YOUR TASK
Please copy every line below that contains the string "target".

TASK DATA

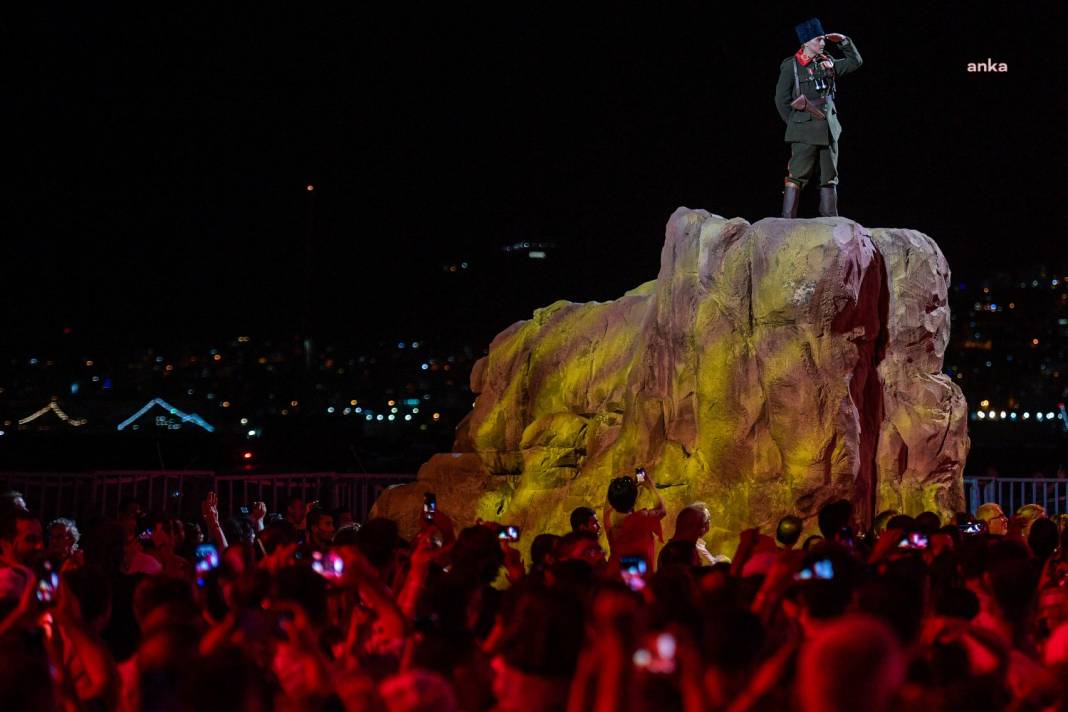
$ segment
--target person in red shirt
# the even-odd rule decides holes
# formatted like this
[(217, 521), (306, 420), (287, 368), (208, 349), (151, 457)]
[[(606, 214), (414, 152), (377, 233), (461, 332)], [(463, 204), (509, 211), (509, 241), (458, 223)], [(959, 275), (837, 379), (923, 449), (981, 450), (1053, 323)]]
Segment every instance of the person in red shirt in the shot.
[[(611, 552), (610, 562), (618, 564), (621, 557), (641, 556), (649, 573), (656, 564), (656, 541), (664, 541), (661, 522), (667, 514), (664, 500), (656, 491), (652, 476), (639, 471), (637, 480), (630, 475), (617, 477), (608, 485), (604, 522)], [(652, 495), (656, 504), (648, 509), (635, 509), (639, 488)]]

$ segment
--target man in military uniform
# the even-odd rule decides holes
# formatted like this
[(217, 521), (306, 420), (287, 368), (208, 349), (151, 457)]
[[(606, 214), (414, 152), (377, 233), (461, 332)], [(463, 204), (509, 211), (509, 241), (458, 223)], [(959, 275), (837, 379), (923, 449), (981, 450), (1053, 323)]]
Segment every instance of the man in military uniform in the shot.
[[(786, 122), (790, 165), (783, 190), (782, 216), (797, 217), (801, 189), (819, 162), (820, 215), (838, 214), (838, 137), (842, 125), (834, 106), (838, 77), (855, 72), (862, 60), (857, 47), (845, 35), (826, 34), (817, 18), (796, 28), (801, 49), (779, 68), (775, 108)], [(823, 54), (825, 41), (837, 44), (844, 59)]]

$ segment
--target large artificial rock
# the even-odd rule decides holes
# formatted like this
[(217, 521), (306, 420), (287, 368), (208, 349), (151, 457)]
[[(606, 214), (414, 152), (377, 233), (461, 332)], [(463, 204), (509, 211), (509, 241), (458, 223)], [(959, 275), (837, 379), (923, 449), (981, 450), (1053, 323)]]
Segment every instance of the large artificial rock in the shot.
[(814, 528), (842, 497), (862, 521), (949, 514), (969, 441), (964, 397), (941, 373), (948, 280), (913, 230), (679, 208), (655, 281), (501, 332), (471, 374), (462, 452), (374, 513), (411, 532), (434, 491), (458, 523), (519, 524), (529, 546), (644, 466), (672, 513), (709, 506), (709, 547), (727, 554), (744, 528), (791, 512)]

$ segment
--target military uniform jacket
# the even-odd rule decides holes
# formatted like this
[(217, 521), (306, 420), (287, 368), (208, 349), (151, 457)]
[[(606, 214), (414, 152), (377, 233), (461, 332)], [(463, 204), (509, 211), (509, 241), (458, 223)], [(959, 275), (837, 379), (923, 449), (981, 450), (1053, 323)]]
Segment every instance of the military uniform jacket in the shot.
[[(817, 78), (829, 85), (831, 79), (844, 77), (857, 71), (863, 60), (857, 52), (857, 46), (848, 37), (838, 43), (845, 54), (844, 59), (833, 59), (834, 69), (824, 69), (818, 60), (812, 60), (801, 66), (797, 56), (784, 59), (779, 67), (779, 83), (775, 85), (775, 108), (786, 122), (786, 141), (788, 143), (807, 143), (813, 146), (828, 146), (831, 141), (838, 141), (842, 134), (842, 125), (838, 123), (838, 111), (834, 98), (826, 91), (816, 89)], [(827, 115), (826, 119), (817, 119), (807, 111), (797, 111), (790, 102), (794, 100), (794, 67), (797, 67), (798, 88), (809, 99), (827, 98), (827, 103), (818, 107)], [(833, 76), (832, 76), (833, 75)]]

...

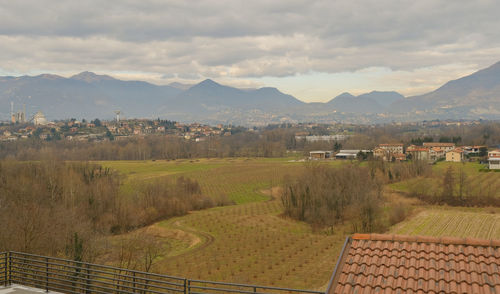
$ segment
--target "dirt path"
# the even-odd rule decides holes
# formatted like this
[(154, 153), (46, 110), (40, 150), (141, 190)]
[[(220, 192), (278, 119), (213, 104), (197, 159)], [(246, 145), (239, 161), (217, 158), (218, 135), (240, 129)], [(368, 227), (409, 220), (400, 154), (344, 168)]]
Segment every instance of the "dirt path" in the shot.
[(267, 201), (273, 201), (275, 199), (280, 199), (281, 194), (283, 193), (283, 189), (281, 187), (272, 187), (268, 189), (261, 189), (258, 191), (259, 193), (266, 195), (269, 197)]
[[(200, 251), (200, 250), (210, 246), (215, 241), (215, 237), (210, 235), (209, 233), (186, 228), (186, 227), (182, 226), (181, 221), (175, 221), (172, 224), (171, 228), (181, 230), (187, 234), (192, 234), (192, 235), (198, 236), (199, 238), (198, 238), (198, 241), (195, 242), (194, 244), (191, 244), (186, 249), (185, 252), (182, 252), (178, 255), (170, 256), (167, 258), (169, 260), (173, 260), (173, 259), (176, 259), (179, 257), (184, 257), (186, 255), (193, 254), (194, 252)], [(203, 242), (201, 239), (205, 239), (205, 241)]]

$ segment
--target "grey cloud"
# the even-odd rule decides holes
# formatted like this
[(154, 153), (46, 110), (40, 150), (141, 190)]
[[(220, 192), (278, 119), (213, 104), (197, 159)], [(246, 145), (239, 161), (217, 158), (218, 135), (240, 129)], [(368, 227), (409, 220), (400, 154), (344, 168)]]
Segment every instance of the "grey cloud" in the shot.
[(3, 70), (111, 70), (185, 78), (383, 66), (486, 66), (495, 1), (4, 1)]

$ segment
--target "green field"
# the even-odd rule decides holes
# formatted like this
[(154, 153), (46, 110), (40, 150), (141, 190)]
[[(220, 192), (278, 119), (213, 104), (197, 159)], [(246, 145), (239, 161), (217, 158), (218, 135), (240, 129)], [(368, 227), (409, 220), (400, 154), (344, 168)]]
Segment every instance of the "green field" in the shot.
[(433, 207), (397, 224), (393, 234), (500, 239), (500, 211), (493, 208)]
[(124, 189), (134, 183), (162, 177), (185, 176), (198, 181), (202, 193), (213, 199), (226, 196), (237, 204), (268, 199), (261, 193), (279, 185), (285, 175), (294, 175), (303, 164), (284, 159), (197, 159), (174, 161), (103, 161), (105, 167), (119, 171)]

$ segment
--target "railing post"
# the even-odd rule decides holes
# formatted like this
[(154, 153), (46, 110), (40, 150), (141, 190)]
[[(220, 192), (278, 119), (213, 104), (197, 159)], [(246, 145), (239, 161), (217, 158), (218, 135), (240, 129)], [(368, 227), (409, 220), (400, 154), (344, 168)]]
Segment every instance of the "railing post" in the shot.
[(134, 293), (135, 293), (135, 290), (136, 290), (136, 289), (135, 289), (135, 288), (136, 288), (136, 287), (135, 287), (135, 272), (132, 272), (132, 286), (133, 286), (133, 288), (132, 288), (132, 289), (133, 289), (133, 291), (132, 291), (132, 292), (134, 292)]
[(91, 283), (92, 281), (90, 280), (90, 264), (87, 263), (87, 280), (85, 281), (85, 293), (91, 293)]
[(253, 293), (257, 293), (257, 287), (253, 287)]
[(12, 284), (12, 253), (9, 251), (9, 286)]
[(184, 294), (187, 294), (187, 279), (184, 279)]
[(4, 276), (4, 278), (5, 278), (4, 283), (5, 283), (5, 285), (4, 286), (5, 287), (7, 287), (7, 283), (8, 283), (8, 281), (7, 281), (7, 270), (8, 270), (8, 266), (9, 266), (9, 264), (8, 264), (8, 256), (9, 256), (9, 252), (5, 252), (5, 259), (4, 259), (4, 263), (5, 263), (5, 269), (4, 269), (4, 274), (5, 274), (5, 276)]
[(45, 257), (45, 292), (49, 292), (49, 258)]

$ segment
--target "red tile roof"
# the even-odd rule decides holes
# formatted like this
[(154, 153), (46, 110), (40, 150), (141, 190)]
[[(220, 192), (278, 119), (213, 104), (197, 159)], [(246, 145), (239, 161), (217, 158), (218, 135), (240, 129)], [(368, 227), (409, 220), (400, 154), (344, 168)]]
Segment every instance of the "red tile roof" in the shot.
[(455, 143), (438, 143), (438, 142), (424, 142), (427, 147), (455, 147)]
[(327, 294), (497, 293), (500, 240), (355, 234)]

RESULT BELOW
--target person in red shirt
--target man in military uniform
--target large artificial rock
--target military uniform jacket
--target "dirt path"
--target "grey cloud"
--target "green field"
--target "railing post"
--target "red tile roof"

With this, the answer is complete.